### SELECTED EXTRACT
————————
As I recall, most employees were stoic with shock, and they expressed very little emotion – until they learned they couldn’t re-enter the building to get their car keys! There were no exceptions, and several people had to call relatives or friends to come pick them up.
The next day at the Diocese office, we sat quietly in the chapel for a small service asking rest for the shooter’s soul. We learned that he was from Sudan, had once been a client of the Catholic Social Service refugee program, and he left the program with bad feelings. Simon came to the CSS office armed because it was taking too long for a visa to come through for his friend in Africa, and he wanted to see the workers he knew. We learned that the arguing voices we had heard were those of Simon and a worker from the refugee program.
Counselors from the Fire Department split us into three groups: (1) people who knew Simon through their work with the refugee program; (2) those who were in the building at the time of the incident; and (3) those who were not in the building and were not allowed to enter the building when they heard about it on the news.
There were about 20 in our group of those who were in the building at the time of the shooting. Guided by counselors, each person gave their personal account. The first to speak were those who had been on the first floor and exited the building by the west door. One woman described hearing the shots and fearing each shot meant someone was dead. The most common feeling expressed was helplessness. Some expressed anger, and some people seemed insulted that the shooter was given respect by the service held for him. No judgments were made by the counselors for any of the feelings expressed.
————————
### SET TASK 1
Tally the lines in the records below that contain the string "tree", treating uppercase and lowercase as different. Reply with the number alone.

Extracted data entries:
————————
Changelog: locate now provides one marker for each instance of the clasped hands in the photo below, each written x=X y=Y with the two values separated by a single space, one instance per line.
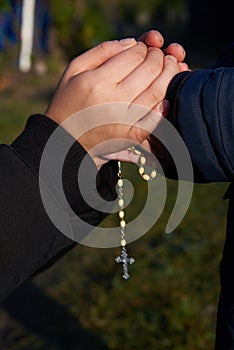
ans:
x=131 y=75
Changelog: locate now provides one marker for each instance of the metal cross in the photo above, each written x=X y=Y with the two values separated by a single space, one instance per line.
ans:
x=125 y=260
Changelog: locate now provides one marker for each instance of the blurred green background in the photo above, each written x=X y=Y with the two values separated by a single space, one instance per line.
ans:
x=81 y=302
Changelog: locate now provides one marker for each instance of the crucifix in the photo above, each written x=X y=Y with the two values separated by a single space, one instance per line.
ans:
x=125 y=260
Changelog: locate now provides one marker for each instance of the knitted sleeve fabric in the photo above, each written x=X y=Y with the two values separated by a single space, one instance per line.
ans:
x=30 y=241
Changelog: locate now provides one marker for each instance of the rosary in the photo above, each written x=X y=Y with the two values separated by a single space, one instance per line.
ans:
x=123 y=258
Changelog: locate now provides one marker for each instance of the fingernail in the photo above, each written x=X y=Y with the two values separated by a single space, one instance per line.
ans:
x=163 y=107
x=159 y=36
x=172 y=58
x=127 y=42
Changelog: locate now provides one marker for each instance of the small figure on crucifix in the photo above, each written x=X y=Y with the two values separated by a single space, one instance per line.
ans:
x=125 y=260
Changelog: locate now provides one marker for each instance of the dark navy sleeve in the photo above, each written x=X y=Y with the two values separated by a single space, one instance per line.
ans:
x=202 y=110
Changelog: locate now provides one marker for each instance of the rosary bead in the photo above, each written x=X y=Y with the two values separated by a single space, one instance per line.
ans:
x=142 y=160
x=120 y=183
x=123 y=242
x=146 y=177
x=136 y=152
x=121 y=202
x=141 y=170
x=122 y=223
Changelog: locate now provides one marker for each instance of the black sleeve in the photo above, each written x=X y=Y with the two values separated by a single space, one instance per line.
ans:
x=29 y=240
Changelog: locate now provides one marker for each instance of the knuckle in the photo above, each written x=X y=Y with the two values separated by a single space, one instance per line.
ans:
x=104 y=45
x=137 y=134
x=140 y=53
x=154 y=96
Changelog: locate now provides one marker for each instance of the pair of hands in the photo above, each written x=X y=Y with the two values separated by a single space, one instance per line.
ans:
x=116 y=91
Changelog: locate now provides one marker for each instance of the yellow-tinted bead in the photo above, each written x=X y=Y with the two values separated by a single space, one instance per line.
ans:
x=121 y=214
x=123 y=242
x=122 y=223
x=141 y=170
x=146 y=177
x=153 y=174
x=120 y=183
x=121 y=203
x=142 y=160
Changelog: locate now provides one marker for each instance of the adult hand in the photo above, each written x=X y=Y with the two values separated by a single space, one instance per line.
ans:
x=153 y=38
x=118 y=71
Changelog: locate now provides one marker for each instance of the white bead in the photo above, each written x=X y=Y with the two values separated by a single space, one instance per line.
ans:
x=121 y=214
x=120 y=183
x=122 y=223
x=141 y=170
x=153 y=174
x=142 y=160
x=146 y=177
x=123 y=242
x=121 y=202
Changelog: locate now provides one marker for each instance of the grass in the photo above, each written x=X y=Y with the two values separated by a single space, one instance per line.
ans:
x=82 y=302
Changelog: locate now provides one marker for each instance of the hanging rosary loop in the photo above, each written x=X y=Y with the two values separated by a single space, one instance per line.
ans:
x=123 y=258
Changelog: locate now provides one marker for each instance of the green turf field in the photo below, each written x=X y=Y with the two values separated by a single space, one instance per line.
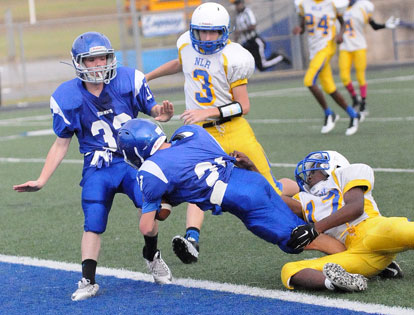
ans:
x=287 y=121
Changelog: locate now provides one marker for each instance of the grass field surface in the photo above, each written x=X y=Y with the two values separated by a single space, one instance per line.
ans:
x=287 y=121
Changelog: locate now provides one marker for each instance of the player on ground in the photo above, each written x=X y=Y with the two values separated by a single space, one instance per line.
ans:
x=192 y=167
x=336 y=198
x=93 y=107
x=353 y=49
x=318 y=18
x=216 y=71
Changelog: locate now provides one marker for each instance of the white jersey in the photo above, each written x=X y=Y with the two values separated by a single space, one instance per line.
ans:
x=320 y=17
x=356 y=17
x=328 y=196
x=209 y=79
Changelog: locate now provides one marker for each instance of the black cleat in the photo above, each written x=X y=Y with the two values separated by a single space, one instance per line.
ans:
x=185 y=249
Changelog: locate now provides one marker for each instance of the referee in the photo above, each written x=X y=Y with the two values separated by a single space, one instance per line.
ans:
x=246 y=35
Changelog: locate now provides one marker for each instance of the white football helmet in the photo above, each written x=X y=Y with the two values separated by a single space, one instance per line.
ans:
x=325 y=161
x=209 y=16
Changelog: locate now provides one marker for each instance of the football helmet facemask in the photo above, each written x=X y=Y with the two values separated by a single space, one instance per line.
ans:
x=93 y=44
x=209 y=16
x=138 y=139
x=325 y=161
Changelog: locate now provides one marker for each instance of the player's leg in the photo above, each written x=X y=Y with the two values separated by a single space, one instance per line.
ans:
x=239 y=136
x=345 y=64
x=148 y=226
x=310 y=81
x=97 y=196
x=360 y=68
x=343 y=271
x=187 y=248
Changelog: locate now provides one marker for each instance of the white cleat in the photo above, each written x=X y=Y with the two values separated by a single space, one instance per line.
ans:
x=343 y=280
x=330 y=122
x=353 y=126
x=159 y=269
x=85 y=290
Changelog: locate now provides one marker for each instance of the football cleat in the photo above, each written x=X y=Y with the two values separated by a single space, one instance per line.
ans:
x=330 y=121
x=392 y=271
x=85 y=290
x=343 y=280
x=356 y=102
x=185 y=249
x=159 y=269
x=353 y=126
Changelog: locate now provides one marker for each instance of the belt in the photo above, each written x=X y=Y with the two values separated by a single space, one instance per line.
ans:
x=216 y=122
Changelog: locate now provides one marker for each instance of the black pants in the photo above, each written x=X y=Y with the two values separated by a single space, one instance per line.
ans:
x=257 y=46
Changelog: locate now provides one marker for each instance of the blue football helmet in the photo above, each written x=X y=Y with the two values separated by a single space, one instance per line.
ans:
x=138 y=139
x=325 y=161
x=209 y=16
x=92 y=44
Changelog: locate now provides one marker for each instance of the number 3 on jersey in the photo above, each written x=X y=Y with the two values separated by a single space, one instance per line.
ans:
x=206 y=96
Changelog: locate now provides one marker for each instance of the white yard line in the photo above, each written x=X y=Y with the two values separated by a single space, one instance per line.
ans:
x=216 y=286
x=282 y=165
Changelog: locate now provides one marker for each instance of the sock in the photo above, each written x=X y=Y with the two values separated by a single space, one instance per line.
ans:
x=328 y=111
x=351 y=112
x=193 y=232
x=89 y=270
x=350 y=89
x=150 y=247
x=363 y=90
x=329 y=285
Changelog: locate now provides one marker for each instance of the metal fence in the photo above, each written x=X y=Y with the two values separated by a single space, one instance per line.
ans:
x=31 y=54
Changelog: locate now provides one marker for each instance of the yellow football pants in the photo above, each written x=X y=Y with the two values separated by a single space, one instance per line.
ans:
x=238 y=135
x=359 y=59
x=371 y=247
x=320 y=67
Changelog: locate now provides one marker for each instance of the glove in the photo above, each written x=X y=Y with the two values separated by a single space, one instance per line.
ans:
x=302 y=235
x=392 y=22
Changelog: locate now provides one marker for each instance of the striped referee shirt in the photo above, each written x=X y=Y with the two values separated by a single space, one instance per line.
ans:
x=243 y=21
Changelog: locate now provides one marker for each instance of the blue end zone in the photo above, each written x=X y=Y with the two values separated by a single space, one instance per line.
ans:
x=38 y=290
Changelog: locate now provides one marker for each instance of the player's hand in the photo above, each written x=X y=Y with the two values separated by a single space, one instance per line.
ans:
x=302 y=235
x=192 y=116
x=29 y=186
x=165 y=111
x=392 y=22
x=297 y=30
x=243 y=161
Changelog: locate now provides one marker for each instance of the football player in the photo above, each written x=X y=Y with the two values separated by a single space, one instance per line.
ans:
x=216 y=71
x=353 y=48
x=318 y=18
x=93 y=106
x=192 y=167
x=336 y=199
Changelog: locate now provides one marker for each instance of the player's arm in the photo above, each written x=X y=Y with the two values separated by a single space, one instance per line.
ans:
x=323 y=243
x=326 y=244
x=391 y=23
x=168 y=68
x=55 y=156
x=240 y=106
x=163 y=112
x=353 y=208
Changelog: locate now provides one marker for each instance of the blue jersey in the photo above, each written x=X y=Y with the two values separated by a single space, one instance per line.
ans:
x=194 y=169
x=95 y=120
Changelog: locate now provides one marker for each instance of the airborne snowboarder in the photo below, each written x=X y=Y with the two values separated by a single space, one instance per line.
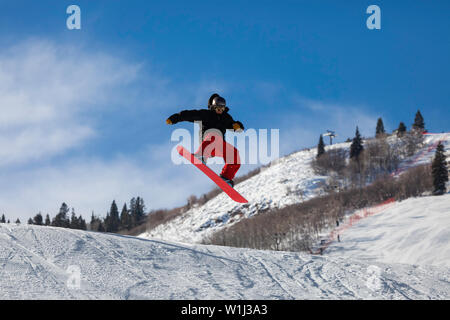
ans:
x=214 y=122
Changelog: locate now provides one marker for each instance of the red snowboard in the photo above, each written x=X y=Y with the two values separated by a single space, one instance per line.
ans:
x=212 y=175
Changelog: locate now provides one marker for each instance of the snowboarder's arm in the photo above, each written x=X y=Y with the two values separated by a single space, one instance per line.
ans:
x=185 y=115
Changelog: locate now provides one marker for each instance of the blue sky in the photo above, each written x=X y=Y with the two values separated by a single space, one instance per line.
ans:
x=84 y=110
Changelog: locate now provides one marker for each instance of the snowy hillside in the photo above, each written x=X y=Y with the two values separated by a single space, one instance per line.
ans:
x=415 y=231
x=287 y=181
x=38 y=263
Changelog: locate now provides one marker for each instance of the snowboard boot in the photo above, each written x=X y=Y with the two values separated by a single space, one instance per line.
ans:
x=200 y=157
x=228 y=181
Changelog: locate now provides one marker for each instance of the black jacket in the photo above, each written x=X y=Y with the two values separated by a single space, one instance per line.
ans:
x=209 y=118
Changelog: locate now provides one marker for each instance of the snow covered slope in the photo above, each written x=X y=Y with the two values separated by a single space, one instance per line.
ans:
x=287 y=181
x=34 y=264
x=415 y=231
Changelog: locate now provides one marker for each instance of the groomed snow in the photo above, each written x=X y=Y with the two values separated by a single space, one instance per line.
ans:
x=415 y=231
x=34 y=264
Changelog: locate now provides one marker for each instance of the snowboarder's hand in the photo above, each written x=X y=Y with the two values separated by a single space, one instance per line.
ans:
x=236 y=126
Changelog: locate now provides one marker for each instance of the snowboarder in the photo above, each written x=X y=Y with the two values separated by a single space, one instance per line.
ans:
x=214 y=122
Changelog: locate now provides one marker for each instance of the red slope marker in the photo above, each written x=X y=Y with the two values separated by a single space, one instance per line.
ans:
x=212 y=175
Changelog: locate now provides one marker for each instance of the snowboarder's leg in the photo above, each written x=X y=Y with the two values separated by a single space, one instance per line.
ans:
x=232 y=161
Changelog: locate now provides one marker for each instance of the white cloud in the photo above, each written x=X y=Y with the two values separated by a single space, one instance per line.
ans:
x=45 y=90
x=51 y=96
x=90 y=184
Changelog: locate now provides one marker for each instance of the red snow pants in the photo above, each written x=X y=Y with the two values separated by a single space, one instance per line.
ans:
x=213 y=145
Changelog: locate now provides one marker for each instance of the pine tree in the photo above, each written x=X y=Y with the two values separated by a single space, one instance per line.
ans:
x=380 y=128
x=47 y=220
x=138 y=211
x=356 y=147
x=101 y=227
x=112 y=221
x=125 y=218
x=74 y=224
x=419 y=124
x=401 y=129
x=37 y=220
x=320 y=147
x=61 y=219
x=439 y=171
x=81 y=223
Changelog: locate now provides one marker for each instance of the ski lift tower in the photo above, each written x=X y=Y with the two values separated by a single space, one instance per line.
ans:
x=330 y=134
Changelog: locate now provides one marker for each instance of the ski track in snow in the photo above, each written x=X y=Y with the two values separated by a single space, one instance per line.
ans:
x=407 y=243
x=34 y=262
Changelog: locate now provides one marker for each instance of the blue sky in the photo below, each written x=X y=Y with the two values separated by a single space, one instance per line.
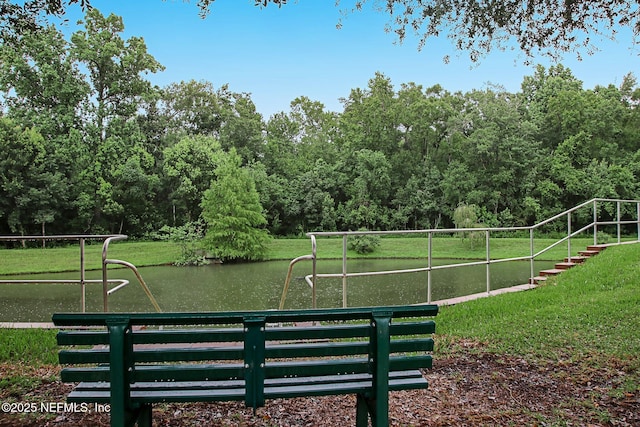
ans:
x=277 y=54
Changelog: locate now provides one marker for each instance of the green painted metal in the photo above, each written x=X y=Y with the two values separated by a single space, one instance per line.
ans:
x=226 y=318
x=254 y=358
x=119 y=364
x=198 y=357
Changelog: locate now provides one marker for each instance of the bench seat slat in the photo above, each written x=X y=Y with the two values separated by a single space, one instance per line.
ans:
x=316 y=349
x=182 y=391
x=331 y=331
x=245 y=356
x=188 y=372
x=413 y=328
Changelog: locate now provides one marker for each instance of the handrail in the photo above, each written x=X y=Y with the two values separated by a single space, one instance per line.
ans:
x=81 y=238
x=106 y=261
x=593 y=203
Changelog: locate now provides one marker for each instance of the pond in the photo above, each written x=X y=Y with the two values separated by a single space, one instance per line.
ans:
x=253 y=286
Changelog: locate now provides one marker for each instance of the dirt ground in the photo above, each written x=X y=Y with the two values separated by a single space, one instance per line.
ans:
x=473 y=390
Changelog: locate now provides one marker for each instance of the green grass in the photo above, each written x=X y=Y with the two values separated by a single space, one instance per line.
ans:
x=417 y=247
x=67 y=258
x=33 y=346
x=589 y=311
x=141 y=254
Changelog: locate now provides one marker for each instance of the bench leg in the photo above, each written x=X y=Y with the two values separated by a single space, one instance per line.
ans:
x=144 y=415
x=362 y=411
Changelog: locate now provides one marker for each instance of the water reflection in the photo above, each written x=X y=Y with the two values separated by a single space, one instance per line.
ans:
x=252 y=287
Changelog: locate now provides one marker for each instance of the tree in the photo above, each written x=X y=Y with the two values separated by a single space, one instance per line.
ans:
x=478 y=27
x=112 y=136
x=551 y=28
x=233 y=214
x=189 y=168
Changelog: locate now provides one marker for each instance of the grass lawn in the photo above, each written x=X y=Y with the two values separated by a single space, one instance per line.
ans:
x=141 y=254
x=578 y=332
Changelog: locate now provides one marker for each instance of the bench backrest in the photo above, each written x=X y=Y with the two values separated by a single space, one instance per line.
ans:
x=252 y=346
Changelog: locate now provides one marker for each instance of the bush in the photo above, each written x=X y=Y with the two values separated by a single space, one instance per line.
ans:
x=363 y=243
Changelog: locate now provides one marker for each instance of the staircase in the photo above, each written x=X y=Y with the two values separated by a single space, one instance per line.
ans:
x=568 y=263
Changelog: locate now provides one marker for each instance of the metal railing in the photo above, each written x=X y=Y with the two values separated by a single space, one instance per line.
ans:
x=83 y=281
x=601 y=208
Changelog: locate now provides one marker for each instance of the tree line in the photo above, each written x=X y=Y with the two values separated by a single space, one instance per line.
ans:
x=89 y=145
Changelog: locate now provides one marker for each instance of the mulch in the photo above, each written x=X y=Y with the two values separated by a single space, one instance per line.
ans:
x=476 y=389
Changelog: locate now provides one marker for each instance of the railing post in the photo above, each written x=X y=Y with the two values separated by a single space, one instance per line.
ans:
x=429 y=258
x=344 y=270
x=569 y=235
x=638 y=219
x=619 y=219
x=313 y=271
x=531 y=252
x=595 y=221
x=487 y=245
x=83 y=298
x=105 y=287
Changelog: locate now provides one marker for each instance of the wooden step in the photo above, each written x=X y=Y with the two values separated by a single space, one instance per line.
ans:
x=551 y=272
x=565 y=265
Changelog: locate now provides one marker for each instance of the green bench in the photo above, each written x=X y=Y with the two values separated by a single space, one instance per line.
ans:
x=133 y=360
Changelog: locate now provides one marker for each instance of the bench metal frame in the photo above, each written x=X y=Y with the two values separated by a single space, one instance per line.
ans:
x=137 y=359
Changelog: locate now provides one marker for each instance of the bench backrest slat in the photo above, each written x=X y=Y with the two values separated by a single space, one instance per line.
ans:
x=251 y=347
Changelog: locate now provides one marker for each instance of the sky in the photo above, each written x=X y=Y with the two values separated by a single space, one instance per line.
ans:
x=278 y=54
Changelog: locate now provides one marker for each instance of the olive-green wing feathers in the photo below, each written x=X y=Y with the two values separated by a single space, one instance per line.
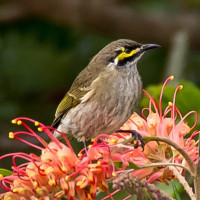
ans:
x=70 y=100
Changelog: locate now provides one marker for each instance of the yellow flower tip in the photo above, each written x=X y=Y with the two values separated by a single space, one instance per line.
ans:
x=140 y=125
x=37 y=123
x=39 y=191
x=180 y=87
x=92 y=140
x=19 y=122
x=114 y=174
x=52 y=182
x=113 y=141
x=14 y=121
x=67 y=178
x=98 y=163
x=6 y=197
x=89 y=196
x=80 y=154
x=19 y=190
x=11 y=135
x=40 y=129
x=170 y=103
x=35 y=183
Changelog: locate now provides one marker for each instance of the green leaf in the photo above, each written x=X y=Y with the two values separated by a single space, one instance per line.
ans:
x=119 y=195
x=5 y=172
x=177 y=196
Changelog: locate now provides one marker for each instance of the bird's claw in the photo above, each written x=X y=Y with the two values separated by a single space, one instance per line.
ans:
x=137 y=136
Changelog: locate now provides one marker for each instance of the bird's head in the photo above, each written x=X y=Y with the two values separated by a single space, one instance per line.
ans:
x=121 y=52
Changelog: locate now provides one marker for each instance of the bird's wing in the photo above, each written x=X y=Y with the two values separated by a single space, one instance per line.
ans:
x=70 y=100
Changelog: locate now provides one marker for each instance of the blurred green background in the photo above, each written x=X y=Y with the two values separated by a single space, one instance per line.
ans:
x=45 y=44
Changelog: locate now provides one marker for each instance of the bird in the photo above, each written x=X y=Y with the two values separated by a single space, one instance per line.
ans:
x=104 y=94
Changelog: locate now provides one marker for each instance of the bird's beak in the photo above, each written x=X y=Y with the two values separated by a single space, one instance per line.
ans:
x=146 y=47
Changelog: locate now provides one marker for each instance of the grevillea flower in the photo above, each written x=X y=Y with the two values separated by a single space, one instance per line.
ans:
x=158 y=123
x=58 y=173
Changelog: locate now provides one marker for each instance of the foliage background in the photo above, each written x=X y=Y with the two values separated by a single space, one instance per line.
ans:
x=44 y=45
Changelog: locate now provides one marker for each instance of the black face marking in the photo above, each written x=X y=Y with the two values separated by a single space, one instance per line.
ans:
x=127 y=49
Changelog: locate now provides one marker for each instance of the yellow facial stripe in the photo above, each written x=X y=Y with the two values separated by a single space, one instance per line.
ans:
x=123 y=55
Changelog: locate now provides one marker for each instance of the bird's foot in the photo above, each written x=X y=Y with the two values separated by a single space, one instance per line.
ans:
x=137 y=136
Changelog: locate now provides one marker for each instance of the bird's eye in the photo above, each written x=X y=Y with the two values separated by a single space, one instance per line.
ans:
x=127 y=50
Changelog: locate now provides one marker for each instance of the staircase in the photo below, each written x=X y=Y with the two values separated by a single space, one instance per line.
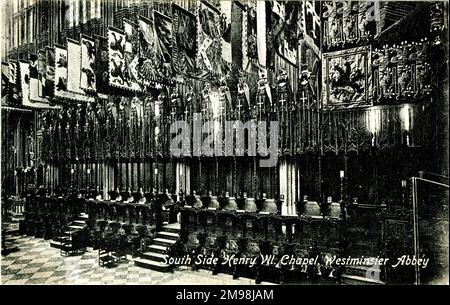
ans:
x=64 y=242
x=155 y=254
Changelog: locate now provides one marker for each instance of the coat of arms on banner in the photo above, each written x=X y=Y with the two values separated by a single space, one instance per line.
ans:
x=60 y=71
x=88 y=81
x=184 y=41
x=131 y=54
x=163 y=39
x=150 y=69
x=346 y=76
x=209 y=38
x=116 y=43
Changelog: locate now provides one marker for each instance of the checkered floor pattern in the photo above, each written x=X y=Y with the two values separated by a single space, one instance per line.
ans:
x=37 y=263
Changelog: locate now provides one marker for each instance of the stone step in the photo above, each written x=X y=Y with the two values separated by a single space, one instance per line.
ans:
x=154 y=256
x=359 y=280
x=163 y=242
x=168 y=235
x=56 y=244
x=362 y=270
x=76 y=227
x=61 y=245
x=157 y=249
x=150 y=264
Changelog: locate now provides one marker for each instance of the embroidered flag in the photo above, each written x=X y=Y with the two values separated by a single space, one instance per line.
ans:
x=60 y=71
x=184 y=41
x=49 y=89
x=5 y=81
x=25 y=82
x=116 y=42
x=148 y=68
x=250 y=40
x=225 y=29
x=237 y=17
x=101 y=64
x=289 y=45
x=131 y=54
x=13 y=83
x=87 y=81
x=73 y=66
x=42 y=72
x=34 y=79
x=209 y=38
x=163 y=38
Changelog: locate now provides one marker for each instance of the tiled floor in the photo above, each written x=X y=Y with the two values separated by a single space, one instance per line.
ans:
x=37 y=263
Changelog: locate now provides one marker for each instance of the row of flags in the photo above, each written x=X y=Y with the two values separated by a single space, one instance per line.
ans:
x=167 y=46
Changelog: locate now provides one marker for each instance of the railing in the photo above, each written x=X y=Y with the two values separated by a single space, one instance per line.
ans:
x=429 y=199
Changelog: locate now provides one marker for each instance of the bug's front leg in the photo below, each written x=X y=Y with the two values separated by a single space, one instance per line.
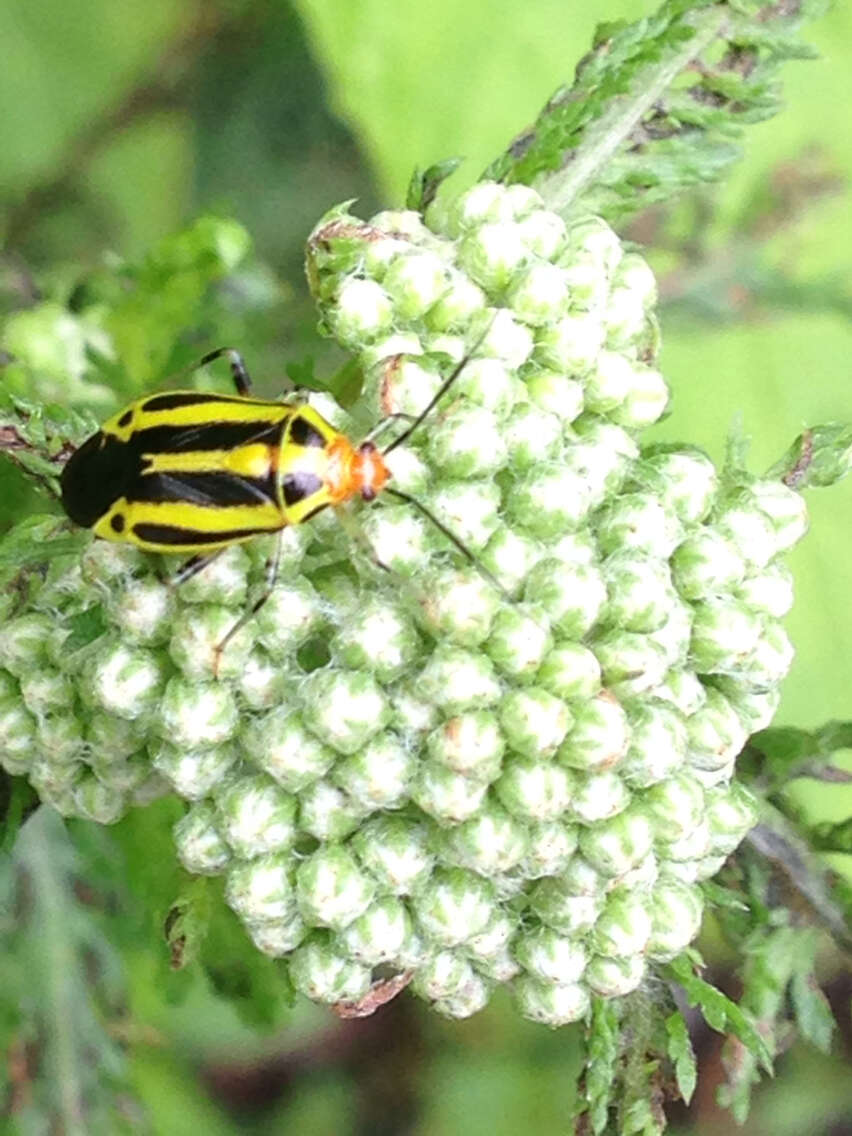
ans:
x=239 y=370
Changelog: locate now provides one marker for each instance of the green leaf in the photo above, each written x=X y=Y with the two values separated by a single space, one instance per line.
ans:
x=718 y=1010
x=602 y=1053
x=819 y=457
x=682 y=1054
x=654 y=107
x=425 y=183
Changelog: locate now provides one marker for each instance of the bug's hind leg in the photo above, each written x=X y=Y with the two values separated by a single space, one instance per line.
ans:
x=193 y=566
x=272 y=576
————————
### SET TASK 2
Answer these questions using the account of the shooting:
(a) What country was the shooter from?
(b) Into how many groups did counselors from the Fire Department split the employees?
(c) About how many people were in the group of those who were in the building at the time of the shooting?

### TASK ANSWER 1
3

### TASK ANSWER 2
(a) Sudan
(b) Three
(c) About 20